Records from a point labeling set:
((

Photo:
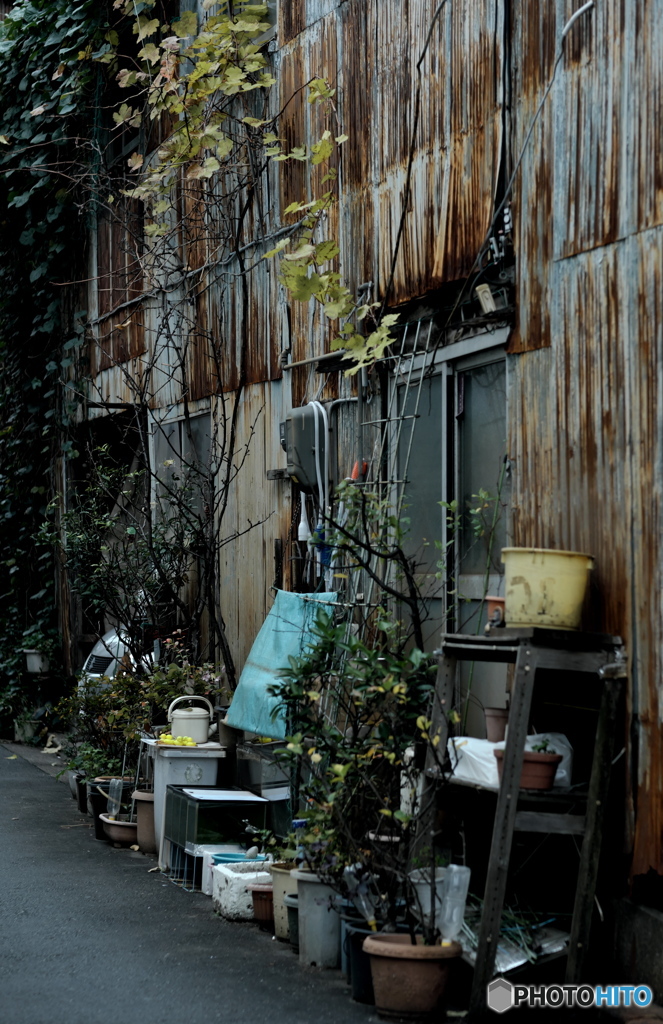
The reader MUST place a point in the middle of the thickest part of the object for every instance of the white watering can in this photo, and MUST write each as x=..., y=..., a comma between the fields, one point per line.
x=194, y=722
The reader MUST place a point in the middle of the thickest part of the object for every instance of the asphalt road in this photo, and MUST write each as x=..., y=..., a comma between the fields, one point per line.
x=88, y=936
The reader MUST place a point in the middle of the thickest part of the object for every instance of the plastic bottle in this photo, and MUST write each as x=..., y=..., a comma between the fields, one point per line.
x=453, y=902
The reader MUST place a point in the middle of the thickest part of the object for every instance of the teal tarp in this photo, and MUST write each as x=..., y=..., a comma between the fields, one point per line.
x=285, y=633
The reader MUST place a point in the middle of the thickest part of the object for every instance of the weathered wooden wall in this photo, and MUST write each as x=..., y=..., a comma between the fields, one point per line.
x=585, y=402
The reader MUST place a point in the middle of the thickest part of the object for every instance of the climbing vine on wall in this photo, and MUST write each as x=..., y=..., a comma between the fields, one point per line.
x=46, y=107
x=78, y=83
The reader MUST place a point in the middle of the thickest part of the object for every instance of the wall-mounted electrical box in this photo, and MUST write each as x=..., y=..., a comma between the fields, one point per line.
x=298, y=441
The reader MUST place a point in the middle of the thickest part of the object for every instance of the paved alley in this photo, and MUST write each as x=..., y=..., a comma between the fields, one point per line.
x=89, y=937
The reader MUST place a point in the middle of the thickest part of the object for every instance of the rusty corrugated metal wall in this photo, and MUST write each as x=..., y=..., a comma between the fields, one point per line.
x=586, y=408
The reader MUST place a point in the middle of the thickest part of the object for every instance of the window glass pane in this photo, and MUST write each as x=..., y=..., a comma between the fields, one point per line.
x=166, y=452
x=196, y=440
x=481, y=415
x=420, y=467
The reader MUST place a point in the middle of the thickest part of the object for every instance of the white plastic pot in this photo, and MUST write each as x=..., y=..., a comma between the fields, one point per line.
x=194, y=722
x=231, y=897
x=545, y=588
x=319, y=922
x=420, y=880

))

- **Written task**:
Please rewrite the items starting with the line containing "of the window" and going on through the line containing "x=420, y=467", both included, keeping every line in that span. Leave the wording as it stands, but scale each x and y coordinate in the answers by 0.45, rounding to whole numbers with halves going up.

- **Reply**:
The reader MUST place a point in the middle of the thickest part of the object for every instance of the window glass pane in this photo, and MUST write each as x=..., y=..., a comma between the fields, one point per line.
x=75, y=203
x=88, y=198
x=216, y=187
x=189, y=210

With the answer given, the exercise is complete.